(Dataset items)
****************

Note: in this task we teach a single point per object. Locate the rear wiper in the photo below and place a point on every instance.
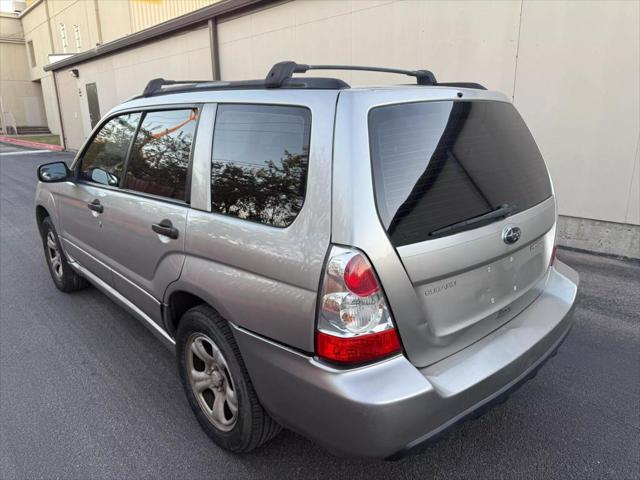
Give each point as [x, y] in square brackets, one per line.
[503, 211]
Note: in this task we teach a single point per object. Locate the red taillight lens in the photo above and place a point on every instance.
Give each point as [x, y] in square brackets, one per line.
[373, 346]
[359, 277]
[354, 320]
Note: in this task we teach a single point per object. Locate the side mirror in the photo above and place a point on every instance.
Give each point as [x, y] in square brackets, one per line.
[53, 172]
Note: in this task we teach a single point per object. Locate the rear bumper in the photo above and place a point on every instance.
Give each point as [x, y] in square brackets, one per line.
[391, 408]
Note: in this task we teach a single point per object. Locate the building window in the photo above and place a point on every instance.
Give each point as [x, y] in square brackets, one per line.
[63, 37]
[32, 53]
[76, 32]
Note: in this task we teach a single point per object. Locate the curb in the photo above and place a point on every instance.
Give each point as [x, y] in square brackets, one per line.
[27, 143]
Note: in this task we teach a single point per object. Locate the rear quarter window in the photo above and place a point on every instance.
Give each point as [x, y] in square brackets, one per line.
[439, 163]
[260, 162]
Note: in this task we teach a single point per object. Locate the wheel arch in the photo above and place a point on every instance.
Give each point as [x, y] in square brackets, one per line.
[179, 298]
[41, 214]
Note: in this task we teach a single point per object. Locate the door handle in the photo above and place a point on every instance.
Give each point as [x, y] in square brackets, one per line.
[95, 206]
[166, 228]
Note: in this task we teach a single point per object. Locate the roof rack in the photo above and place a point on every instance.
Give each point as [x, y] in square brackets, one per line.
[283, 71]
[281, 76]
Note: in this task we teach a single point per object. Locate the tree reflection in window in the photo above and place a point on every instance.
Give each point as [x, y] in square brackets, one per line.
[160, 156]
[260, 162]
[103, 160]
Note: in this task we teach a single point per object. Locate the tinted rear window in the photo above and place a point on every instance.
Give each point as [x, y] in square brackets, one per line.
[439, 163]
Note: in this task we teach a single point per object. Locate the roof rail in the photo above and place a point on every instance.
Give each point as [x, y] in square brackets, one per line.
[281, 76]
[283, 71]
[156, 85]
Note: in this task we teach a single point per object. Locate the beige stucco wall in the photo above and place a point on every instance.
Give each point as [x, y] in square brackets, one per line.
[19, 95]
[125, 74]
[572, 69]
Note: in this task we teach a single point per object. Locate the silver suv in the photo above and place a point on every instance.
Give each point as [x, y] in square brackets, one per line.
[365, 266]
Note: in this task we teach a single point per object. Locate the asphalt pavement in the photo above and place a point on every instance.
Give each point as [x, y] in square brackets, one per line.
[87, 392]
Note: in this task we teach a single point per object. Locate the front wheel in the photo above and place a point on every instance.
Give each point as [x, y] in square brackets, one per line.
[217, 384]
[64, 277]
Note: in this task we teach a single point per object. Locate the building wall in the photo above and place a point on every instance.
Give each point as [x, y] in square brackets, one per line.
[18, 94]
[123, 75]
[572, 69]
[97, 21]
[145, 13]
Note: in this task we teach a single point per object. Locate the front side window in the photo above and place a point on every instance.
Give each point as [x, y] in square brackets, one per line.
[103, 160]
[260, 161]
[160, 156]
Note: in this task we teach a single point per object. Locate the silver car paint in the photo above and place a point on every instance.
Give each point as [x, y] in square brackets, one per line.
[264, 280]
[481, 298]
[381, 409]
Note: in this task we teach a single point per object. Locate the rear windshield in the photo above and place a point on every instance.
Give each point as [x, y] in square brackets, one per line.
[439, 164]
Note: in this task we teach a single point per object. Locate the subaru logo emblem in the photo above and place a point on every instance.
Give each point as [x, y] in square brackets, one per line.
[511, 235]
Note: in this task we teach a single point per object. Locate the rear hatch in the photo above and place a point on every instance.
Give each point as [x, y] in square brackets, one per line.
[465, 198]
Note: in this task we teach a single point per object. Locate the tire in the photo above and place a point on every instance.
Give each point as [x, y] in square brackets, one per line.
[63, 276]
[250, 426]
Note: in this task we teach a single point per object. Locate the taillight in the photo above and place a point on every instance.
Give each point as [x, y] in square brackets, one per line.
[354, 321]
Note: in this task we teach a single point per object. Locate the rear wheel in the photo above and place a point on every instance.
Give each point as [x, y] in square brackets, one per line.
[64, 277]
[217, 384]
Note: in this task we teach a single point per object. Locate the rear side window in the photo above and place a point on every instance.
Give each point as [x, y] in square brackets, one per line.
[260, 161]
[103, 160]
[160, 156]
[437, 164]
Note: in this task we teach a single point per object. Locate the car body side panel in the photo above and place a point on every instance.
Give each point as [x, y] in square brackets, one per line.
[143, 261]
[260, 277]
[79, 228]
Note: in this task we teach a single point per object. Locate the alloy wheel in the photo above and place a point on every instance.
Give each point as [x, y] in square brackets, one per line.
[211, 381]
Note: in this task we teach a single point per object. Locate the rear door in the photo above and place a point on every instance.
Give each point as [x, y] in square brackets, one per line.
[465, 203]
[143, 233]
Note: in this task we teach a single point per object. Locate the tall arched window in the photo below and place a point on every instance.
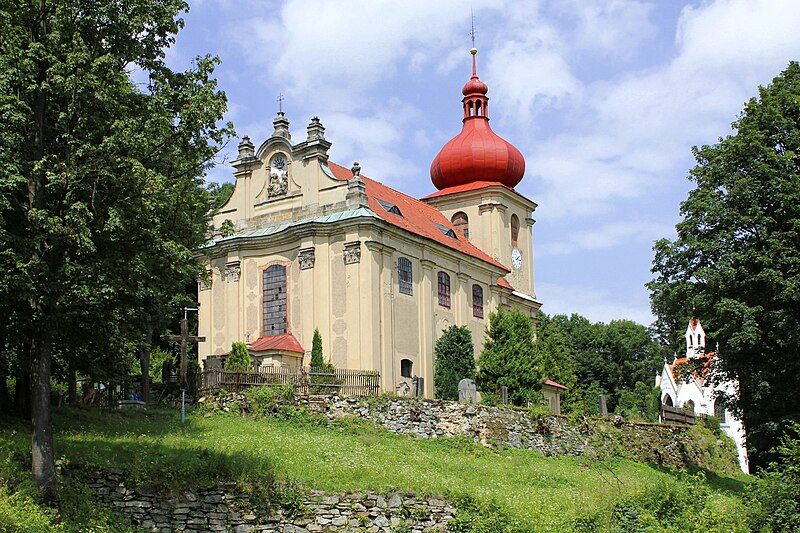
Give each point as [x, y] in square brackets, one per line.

****************

Copy the records from the line containing "Locate the car" up to and including the last line, switching "place a point" to "mark a point" and changing nothing else. Omit the pictures from your copy.

Note: in this task we teach a single point per object. Locate the car body side panel in the photo above and mark a point on every instance.
Give each point as [x, y] in square brackets, one per line.
[143, 261]
[260, 277]
[79, 228]
Note: in this task we teach a single point per object. Locate the alloy wheel in the photo above and mark a point on every instance.
Give each point as [x, y] in square brackets, one per line.
[211, 381]
Note: in this task we teach a single point per object. Locate the rear door in the photo above and mark a point on every instance.
Give each point as [x, y] in square brackets, one per line.
[465, 203]
[143, 233]
Note: in this task we teach a single point per object. Locate the tall arched window in the photo below and mark a point on every instance.
Give each point as [x, y] in square brackets, one per line.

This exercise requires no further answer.